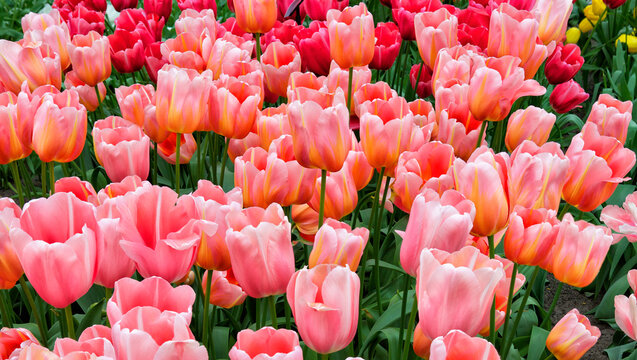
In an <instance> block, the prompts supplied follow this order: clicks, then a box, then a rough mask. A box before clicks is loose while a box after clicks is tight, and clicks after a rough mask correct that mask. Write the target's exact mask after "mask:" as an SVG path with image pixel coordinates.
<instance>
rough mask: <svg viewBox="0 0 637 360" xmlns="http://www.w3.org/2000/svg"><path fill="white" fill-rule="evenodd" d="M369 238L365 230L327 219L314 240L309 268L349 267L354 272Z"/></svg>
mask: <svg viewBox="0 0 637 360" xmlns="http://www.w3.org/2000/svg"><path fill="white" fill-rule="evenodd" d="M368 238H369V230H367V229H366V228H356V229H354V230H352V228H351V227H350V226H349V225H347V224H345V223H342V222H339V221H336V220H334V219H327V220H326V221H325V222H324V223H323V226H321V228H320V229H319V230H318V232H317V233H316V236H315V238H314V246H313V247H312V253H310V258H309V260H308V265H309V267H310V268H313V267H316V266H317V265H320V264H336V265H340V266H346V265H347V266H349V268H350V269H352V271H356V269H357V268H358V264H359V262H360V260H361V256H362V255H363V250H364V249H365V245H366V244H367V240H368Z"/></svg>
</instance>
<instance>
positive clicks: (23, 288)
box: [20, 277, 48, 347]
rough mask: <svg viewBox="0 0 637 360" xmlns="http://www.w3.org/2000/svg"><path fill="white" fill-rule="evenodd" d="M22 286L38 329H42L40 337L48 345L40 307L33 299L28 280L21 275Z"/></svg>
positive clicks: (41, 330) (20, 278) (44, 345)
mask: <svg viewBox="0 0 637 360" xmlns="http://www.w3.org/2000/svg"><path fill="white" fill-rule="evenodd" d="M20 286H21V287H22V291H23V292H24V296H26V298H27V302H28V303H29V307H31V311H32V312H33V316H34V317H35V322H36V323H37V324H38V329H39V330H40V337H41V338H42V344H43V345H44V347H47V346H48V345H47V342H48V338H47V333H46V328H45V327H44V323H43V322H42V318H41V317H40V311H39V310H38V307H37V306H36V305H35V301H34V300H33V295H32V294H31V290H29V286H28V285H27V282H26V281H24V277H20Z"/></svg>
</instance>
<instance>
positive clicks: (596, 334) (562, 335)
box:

Exercise goal: Convert every line of the records above into a Markdown table with the columns "Row" and "Line," numbering the rows in order and omitting any blank lines. Leave the pictures out of the table.

Reply:
| Row | Line |
|---|---|
| 1 | In an <instance> block, the prompts supplied follow this order: clicks, then a box, then a rough mask. A box before clicks is loose while a box after clicks is tight, and clicks after a rough mask correct that mask. Write the target's exact mask after "mask:" as an SVG path with image pixel coordinates. |
| 2 | <instance> |
| 3 | rough mask: <svg viewBox="0 0 637 360" xmlns="http://www.w3.org/2000/svg"><path fill="white" fill-rule="evenodd" d="M369 238L365 230L327 219L314 240L309 268L349 267L354 272Z"/></svg> |
| 4 | mask: <svg viewBox="0 0 637 360" xmlns="http://www.w3.org/2000/svg"><path fill="white" fill-rule="evenodd" d="M368 238H369V230H367V229H366V228H356V229H354V230H352V228H351V227H350V226H349V225H347V224H345V223H342V222H339V221H336V220H334V219H327V220H326V221H325V222H324V223H323V226H321V228H320V229H319V230H318V232H317V233H316V236H315V238H314V246H313V247H312V253H310V258H309V260H308V265H309V267H310V268H313V267H316V266H317V265H320V264H336V265H340V266H346V265H347V266H349V268H350V269H352V271H356V269H357V268H358V264H359V262H360V260H361V256H362V255H363V250H364V249H365V245H366V244H367V240H368Z"/></svg> |
| 5 | </instance> |
| 6 | <instance> |
| 7 | positive clicks: (23, 288) |
| 8 | box: [20, 277, 48, 347] |
| 9 | rough mask: <svg viewBox="0 0 637 360" xmlns="http://www.w3.org/2000/svg"><path fill="white" fill-rule="evenodd" d="M22 286L38 329H42L40 337L48 345L40 307L33 299L28 280L21 275Z"/></svg> |
| 10 | positive clicks: (41, 330) (20, 278) (44, 345) |
| 11 | mask: <svg viewBox="0 0 637 360" xmlns="http://www.w3.org/2000/svg"><path fill="white" fill-rule="evenodd" d="M20 286H21V287H22V291H23V292H24V296H26V298H27V302H28V303H29V307H31V311H32V312H33V316H34V317H35V322H36V323H37V324H38V329H39V330H40V337H41V338H42V344H43V345H44V347H47V346H48V345H47V342H48V338H47V333H46V328H45V327H44V323H43V322H42V318H41V317H40V311H39V310H38V307H37V306H36V305H35V301H34V300H33V295H32V294H31V290H29V286H28V285H27V282H26V281H24V277H20Z"/></svg> |
| 12 | </instance> |
| 13 | <instance> |
| 14 | positive clicks: (596, 334) (562, 335) |
| 15 | box: |